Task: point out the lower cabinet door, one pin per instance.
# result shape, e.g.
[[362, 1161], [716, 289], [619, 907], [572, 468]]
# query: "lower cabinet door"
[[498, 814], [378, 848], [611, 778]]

# Task description
Update the material above by replacing "lower" with "upper" wherever it appears, and leave every other character unchanged.

# Result below
Task: point out the upper cabinet door, one pin per instance.
# result shape, e.g.
[[362, 1161], [716, 289], [619, 907], [572, 468]]
# query: "upper cabinet door"
[[498, 814], [378, 848], [611, 778]]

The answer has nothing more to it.